* DIRECTIONS FOR THIS TASK: All of the entries below are to be copied word for word.

* DATA FOR THIS EXERCISE:
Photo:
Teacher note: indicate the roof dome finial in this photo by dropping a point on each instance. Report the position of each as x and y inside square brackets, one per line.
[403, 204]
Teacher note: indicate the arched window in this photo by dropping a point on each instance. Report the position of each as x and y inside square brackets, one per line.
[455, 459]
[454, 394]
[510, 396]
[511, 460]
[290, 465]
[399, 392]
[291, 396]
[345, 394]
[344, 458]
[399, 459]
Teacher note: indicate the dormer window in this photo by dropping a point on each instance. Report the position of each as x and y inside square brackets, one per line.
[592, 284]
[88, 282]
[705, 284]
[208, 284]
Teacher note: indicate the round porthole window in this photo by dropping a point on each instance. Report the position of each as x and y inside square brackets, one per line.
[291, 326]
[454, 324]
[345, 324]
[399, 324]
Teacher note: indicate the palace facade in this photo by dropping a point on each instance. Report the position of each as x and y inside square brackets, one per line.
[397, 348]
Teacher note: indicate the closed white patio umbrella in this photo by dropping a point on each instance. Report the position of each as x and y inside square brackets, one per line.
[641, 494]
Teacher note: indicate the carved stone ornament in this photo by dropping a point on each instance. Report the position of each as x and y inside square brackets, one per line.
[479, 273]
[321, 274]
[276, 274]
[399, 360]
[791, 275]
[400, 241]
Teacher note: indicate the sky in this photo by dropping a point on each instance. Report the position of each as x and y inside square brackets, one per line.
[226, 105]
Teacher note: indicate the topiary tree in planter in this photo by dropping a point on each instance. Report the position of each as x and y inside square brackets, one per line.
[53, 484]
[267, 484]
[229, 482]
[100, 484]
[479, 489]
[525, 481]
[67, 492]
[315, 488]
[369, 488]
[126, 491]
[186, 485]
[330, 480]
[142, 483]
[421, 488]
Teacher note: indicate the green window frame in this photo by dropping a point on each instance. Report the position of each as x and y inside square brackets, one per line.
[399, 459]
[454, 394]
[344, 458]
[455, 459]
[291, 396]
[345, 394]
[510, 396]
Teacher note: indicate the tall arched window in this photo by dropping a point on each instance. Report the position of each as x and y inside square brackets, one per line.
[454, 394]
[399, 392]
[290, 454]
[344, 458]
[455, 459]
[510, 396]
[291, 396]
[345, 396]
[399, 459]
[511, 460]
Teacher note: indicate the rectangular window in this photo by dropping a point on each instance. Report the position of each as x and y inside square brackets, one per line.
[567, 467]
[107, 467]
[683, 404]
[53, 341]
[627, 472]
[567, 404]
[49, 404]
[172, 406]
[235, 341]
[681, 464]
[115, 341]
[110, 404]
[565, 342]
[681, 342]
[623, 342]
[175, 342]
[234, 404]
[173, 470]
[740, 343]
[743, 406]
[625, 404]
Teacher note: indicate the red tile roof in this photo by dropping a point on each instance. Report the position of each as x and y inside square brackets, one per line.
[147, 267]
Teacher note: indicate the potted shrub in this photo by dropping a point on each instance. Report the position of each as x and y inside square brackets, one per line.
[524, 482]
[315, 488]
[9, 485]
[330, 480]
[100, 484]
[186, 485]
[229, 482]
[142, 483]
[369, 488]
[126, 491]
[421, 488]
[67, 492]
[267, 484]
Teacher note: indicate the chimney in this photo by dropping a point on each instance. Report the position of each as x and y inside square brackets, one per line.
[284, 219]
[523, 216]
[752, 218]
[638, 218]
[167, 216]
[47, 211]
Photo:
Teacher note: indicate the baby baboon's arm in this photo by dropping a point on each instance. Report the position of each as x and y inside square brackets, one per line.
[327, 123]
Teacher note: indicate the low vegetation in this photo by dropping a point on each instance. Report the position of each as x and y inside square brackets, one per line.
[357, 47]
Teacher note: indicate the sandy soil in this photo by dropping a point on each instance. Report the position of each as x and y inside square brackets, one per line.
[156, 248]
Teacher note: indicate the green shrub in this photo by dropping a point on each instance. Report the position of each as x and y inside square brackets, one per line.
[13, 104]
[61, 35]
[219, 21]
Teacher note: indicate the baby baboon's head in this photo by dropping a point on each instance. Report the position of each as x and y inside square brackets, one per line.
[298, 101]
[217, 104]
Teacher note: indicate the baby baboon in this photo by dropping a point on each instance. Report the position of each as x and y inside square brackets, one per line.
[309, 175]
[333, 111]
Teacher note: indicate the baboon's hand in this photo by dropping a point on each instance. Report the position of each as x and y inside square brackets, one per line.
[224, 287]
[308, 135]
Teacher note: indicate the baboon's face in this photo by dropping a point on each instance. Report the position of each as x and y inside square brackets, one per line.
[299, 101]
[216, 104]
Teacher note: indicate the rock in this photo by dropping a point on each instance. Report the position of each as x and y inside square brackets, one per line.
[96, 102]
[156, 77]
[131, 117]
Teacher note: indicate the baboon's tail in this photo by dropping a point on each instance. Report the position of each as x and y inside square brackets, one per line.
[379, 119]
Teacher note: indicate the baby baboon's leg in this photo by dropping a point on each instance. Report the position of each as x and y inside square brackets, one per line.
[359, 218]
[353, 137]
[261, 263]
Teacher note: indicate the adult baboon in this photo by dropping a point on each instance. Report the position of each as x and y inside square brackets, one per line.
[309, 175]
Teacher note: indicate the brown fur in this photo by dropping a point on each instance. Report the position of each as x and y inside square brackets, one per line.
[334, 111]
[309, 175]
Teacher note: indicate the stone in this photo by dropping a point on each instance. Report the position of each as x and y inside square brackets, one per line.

* RESULT:
Photo:
Teacher note: indicate the roof dome finial in this photo by dropping a point on each instance. Report the position of each as x and y inside square brackets, one per line.
[403, 204]
Teacher note: indicate the arched window in this photo by dropping a point on each instance. Report the position of each as x and y inside square brackets, one per line.
[455, 459]
[454, 394]
[510, 396]
[511, 460]
[290, 465]
[399, 392]
[291, 396]
[345, 394]
[344, 458]
[399, 459]
Teacher note: indicate the dormer window in this photo by dropping a point on each instance. Report the position of each as x and y inside square brackets, one per line.
[592, 284]
[88, 282]
[705, 284]
[208, 284]
Teacher note: indicate the round porthole window in this photo by dropping a point on each instance. Report the position of each as x and y inside square brackets, one per line.
[291, 326]
[454, 324]
[345, 324]
[399, 324]
Teacher note: indicate the palace facade in this photo by dropping a point on each instance. Report the position of each as x and y inside square brackets, one per line.
[397, 348]
Teacher note: indicate the closed white patio umbrella in this photo by dropping a point on each instance. Report the position of each as x and y inside square brackets, one per line.
[641, 494]
Teacher note: indicate the carved stone ornament in this photo by dropping a point on each instance. Report the position of each as x and y inside square brackets, one per line.
[479, 273]
[321, 274]
[276, 274]
[399, 360]
[791, 275]
[400, 241]
Teacher note: indicate the sky in this photo by dropping a point on each instance. Report the position of each as x and y inside square brackets, one per line.
[226, 105]
Teacher note: indicate the topiary tree in planter in this photo by dropping a point on each instance. Report the position of each as x and y inside square brackets, one per line.
[53, 484]
[267, 484]
[229, 482]
[100, 484]
[479, 489]
[525, 481]
[67, 492]
[315, 488]
[369, 488]
[126, 491]
[186, 485]
[330, 480]
[142, 483]
[421, 488]
Teacher note: indicate the green window frame in this photo by dropping a point on each instance. Report the position of each as x and y inside square brackets, one per line.
[399, 459]
[454, 394]
[344, 458]
[455, 459]
[291, 396]
[345, 394]
[510, 396]
Teacher note: indicate the tall arched window in this photo by dropping a point on each instance. Report the position of each as x and y inside square brackets, one per line.
[454, 394]
[399, 392]
[290, 454]
[344, 458]
[455, 459]
[510, 396]
[291, 396]
[345, 396]
[399, 459]
[511, 460]
Teacher note: indicate the rectangular window in this photo by dropping a point on each instance. Report the position of each as x and y inside square brackets, one per line.
[567, 467]
[107, 467]
[683, 404]
[53, 341]
[627, 472]
[567, 404]
[49, 404]
[172, 406]
[235, 341]
[681, 464]
[115, 341]
[110, 404]
[565, 342]
[681, 342]
[623, 342]
[175, 342]
[234, 404]
[173, 470]
[740, 343]
[743, 406]
[625, 404]
Teacher note: indicate the red tile roof in this photo by dropping a point on each instance. Report the position of each as x and y inside square brackets, one per line.
[147, 267]
Teacher note: indicate the potted shrub in this photo by dropping a point on each instance. Report the position of each as x and y inside square brackets, one per line.
[524, 482]
[315, 488]
[9, 485]
[330, 480]
[100, 484]
[186, 485]
[229, 482]
[142, 483]
[369, 488]
[126, 491]
[421, 488]
[67, 492]
[267, 484]
Teacher note: indicate the chimney in this photo by dropping a point on each instance. Report the position of each as x and y inside square brackets, one per line.
[284, 219]
[523, 216]
[752, 218]
[638, 218]
[167, 216]
[47, 211]
Photo:
Teacher note: indicate the baby baboon's arm in this photo by dropping a point on each instance. Report the position of each as x and y inside square brackets, one per line.
[327, 123]
Teacher note: indicate the low vegetation in this photo by dropping a point on each instance. Report the position of each as x and y inside square brackets, one per line.
[357, 47]
Teacher note: indicate the sandy soil in this photo by dropping a point on each instance. Report the position of each as x and y inside square brackets, one per line.
[156, 248]
Teacher note: indicate the green shrub in this photo by dropping a point on each instance. Report the position of each as x and y inside square brackets, one per line.
[13, 104]
[61, 35]
[219, 21]
Teacher note: indicate the baby baboon's head in this photo by dropping a point on each instance. Report the position of each as x and y inside square brackets, one per line.
[298, 101]
[217, 104]
Teacher note: indicate the baby baboon in this photo by dropping a point on each instance. Report the position of each as x and y inside square brackets, one per line.
[309, 175]
[333, 111]
Teacher note: indicate the baboon's hand in this photo by dropping a point on each instance. Report the position of each as x and y inside square brackets, one per line.
[224, 287]
[308, 135]
Teacher note: indicate the baboon's face in this photo by dropping a point on each instance. Report the position of each as x and y inside square brackets, one per line.
[299, 101]
[216, 104]
Teacher note: indicate the rock in this photo by dropping a point on each instance. Report the position of each as x and y inside square brackets, one per line.
[96, 102]
[156, 77]
[131, 117]
Teacher note: indicate the baboon's tail in this photo by dropping a point on each instance. Report the position of each as x and y inside square brackets, one per line.
[379, 119]
Teacher note: indicate the baby baboon's leg in this photo by dropping a point on each instance. Report the position of each as x and y inside square brackets, one per line.
[359, 218]
[353, 137]
[261, 263]
Teacher note: indicate the adult baboon in this photo by dropping a point on each instance. Report the position of each as x and y inside square brackets, one per line.
[309, 175]
Teacher note: indicate the brown fur in this photo by dropping a point on each instance. Report the position of each as x and y inside square brackets, one per line.
[334, 111]
[309, 175]
Teacher note: indicate the stone in this photo by dropping a point on each instance. Report the position of each as x and y inside square brackets, one per line.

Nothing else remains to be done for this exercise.